---------- Extracto de página
Cada año, el calendario hebreo ofrece una de las transiciones más conmovedoras que puede vivir una nación. El 4 de Iyar, Yom Hazikarón, Día del Recuerdo de los Caídos de Israel, da paso al 5 de Iyar, Yom Haatzmaut, Día de la Independencia de Israel. Del silencio de las sirenas a la alegría de las celebraciones, del duelo colectivo a la reafirmación de la vida. Pocos países condensan con tanta intensidad la tragedia y la esperanza.
En Israel, el Día del Recuerdo honra a los soldados caídos en defensa del Estado y a las víctimas del terrorismo. Las banderas flamean a media asta, cesan los espectáculos públicos y miles de familias concurren a cementerios militares y memoriales en todo el país. Cuando suena la sirena, las calles y autopistas se detienen por completo. Los conductores descienden de sus vehículos, los peatones permanecen inmóviles, y una nación entera se une en memoria de quienes ya no están.
--------------------
- Tarea asignada 1 -
Imprime el pasaje del texto sobre Yom Hazikarón que va desde "Cada año, el" hasta "y la esperanza.", este último incluido.
- Tarea asignada 2 -
Prosigue el texto sobre Yom Hazikarón a partir de su última oración.
---------- Material proporcionado
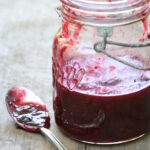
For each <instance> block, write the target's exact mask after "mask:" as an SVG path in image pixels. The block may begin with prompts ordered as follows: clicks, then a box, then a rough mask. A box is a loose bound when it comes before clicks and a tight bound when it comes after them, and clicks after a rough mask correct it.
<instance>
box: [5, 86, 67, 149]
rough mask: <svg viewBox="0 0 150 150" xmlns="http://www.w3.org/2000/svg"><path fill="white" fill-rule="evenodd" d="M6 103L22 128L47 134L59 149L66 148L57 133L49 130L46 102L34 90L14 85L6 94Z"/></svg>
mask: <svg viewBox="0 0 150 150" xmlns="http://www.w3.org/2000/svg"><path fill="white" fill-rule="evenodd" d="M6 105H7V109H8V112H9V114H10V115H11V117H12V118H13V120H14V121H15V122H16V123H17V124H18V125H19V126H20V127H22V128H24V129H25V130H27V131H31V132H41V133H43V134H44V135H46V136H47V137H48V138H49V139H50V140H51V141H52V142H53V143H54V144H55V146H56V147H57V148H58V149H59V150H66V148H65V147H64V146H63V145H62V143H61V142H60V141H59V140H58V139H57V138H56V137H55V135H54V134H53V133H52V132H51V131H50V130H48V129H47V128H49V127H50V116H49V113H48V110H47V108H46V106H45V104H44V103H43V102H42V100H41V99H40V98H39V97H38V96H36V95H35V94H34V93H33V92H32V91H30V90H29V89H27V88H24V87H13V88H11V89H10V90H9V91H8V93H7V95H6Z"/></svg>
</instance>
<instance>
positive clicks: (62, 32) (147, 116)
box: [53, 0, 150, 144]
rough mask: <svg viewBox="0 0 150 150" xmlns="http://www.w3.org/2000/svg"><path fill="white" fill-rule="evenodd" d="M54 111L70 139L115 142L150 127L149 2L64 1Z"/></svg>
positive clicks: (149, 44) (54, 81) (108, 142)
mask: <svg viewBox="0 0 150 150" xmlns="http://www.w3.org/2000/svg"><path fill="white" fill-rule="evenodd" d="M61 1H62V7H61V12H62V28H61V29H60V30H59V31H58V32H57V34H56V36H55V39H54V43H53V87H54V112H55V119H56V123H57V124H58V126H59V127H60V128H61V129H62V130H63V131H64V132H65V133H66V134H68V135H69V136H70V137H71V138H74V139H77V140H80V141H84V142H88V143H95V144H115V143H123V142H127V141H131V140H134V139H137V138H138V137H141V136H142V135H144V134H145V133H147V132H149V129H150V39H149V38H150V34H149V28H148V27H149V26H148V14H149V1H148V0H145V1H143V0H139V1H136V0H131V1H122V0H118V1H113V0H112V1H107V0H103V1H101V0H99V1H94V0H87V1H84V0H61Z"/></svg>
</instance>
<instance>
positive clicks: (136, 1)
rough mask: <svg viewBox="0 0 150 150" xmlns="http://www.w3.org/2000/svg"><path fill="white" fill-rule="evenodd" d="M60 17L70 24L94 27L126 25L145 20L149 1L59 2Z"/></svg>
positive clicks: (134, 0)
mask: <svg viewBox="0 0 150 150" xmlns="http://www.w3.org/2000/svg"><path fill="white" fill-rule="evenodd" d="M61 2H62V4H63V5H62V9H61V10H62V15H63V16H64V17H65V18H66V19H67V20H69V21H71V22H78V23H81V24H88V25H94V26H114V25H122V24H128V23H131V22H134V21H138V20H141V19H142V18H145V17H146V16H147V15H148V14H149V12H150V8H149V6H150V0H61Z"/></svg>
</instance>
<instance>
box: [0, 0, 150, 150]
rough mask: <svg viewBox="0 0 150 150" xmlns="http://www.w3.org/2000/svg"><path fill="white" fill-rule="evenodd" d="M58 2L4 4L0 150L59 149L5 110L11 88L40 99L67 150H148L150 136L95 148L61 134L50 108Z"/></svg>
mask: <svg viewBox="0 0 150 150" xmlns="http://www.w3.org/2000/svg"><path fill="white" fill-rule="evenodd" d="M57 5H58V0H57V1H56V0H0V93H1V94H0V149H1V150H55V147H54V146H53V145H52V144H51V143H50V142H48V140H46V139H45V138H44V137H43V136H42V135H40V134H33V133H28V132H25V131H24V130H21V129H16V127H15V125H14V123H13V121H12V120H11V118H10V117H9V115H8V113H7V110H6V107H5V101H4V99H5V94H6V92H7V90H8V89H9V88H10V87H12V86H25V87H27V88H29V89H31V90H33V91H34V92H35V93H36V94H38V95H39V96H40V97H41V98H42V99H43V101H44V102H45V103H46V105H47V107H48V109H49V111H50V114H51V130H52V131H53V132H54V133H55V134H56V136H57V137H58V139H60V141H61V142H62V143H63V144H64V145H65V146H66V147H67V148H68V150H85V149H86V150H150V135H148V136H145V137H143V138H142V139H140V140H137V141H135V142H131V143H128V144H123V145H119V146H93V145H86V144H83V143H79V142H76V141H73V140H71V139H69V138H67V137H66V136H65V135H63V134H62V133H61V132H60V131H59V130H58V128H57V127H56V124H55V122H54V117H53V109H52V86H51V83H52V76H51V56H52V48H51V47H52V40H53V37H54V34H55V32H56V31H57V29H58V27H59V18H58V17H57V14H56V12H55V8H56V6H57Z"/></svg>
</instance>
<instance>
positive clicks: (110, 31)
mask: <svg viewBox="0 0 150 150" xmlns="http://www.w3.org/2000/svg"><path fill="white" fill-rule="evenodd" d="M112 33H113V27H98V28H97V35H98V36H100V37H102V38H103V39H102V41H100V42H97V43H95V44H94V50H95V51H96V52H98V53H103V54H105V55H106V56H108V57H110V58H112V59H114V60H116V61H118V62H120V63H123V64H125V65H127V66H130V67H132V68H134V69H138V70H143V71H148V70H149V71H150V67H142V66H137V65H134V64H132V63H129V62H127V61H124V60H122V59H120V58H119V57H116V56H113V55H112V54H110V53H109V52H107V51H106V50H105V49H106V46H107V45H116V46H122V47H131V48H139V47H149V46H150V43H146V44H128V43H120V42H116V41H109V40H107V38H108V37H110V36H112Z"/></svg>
--------------------
---------- Material proporcionado
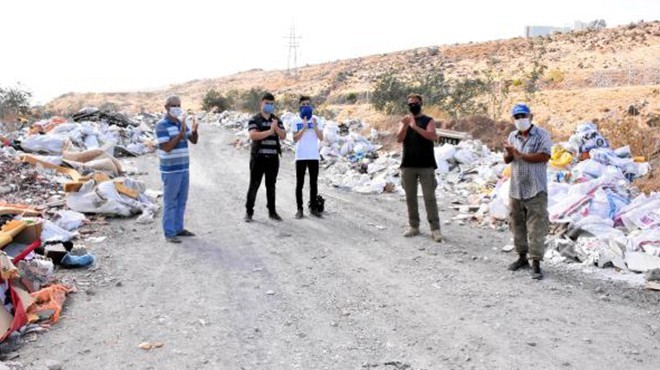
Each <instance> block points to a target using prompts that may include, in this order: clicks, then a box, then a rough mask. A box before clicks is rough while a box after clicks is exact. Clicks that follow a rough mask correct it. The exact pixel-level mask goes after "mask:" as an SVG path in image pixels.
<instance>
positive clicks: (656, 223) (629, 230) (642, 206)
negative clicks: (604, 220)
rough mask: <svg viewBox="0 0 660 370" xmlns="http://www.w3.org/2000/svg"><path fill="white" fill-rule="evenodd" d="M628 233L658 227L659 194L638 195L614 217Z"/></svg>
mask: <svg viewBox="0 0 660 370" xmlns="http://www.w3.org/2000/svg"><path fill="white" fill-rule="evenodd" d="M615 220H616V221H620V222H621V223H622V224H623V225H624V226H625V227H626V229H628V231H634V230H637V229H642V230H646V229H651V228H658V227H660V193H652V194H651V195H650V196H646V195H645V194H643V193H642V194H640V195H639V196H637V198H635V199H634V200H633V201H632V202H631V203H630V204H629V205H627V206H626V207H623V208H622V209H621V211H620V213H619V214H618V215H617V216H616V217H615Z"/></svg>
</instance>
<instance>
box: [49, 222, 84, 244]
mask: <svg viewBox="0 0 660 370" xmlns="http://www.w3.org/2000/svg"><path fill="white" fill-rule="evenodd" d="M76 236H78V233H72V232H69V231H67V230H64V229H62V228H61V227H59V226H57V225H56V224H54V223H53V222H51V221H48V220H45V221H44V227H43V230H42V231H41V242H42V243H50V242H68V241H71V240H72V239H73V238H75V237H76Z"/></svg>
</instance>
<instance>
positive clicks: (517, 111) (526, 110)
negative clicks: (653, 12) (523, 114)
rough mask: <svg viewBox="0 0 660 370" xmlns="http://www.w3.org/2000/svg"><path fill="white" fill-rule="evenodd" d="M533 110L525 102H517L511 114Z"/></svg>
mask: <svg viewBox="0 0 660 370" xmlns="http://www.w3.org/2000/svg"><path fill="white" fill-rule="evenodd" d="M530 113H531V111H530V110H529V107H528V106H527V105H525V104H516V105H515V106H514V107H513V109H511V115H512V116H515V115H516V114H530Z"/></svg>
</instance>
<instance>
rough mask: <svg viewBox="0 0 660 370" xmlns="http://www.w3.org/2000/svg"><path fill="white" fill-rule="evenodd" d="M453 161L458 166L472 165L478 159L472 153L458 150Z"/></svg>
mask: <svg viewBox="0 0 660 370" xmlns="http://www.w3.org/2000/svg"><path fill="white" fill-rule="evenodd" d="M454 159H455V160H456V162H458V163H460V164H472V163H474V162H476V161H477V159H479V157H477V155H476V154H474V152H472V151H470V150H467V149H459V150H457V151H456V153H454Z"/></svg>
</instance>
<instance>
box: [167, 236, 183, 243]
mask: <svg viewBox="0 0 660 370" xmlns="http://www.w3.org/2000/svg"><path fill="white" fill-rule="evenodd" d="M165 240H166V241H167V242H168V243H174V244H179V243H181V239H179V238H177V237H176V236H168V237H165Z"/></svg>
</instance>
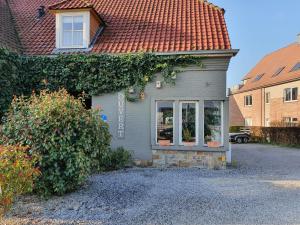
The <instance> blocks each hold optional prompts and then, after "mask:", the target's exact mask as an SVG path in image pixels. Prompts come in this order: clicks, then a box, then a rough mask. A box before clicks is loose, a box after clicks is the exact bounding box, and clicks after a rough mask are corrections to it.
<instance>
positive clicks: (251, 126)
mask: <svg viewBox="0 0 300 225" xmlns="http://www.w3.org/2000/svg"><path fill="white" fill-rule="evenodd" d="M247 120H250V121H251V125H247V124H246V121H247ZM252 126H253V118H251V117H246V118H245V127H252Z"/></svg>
--------------------
- Tu respuesta 1 -
Cada año, el calendario hebreo ofrece una de las transiciones más conmovedoras que puede vivir una nación. El 4 de Iyar, Yom Hazikarón, Día del Recuerdo de los Caídos de Israel, da paso al 5 de Iyar, Yom Haatzmaut, Día de la Independencia de Israel. Del silencio de las sirenas a la alegría de las celebraciones, del duelo colectivo a la reafirmación de la vida. Pocos países condensan con tanta intensidad la tragedia y la esperanza.

- Tu respuesta 2 -
La conmemoración de este año posee una carga emocional aún mayor. Tras la masacre perpetrada por Hamas el 7 de octubre de 2023, la guerra posterior en Gaza, los ataques de Hezbollah desde el Líbano y la confrontación con Irán, casi no existe familia israelí ajena al dolor, la pérdida o la incertidumbre. Nuevos nombres se han sumado a la larga nómina de quienes entregaron su vida por la supervivencia nacional.
Sin embargo, apenas concluye el 4 de Iyar, comienza el 5 de Iyar y con él Yom Haatzmaut. Las banderas vuelven a elevarse, se encienden antorchas, las plazas se llenan de música y las familias salen a celebrar. No hay contradicción alguna en ese tránsito. La independencia tiene un precio, y la alegría nacional nace del sacrificio de quienes la hicieron posible y la siguen defendiendo.
La celebración de 2026 incorpora además un hecho de fuerte simbolismo diplomático: la presencia en Israel del presidente argentino Javier Milei, invitado a participar en la tradicional ceremonia del encendido de antorchas. Se trata de una distinción excepcional hacia un mandatario extranjero y una señal del estrechamiento de vínculos entre ambos países.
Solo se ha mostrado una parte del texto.